44 Ways to Color Homemade Soap Naturally

Natural Soap Colorants

As a follow up to last week’s article on homemade soap, this article will explore a number of ways you can color your soap naturally.

Coloring Soap Naturally

With natural colorants you won’t get the bold, vibrant hues that commercial soaps give you. (Remember most of those are artificially colored.) Instead, you get the soft to deep muted tones that nature intended. While some give you only color, some natural colorants give you more, such as exfoliation, antioxidants or other benefits. Here’s a list of some of the things I’ve used and the colors they produce. I’ve included some benefits where applicable.

  • Alfalfa: (use dried, ground alfalfa) gives medium green color (find it here)
  • Alkanet root: (infuse in oil) produces purple to blue color (find it here)
  • Annatto: (infuse in oil) produces yellow to orange color (find it here)
  • Beet root powder: results in squash yellow color; contains antioxidants (find it here)
  • Black walnut hull: (use dried, ground) adds purple to black specks; good for exfoliating (find it here)
  • Calendula: (dried, whole flowers) produces yellow streaks; has healing properties (find it here)
  • Calendula: (powdered) adds yellow color; healing benefits (find it here)
  • Carrots: (use ground, raw) produces yellowish orange color; contains beta carotene
  • Chamomile: (use dried, powdered) produces beige to yellow color (find it here)

Entries shown:
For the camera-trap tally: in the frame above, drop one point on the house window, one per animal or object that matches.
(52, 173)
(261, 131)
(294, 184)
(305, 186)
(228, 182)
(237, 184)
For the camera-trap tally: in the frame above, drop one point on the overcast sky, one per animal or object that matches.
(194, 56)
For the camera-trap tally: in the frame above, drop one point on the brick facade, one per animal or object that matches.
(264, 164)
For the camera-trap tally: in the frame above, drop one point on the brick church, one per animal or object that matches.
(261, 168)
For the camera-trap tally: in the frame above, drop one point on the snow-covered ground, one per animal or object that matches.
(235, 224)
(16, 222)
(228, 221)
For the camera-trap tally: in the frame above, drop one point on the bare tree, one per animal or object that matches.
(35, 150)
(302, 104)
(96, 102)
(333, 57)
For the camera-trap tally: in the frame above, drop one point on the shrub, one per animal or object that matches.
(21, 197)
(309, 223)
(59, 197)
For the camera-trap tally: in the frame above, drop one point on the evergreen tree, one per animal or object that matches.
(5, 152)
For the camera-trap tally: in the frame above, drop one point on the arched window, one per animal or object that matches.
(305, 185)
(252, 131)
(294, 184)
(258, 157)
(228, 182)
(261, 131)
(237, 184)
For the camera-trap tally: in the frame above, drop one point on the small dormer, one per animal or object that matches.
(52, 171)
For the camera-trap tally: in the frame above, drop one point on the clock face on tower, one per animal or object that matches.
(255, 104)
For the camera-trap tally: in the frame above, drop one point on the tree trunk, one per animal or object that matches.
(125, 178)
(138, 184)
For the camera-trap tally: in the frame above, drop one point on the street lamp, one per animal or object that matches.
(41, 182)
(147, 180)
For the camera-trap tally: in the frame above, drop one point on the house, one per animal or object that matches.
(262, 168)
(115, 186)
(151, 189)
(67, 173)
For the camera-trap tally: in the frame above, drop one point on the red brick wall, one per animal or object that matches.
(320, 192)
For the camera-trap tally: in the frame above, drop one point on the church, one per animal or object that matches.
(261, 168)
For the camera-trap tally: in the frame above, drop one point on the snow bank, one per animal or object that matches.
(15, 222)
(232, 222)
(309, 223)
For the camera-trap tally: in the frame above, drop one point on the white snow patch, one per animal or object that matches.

Work to complete:
1. Transcribe the part of the article on natural soap colorants that begins at the words "44 Ways to Color" and ends after the words "green color (find it here)".
2. Repeat word for word the lines of the entries from the line containing "the church, one" through the final line of the entries, including both of those lines.

Solution list:
1.
44 Ways to Color Homemade Soap Naturally

Natural Soap Colorants

As a follow up to last week’s article on homemade soap, this article will explore a number of ways you can color your soap naturally.

Coloring Soap Naturally

With natural colorants you won’t get the bold, vibrant hues that commercial soaps give you. (Remember most of those are artificially colored.) Instead, you get the soft to deep muted tones that nature intended. While some give you only color, some natural colorants give you more, such as exfoliation, antioxidants or other benefits. Here’s a list of some of the things I’ve used and the colors they produce. I’ve included some benefits where applicable.

  • Alfalfa: (use dried, ground alfalfa) gives medium green color (find it here)

2.
For the camera-trap tally: in the frame above, drop one point on the church, one per animal or object that matches.
(261, 168)
For the camera-trap tally: in the frame above, drop one point on the snow bank, one per animal or object that matches.
(15, 222)
(232, 222)
(309, 223)
For the camera-trap tally: in the frame above, drop one point on the white snow patch, one per animal or object that matches.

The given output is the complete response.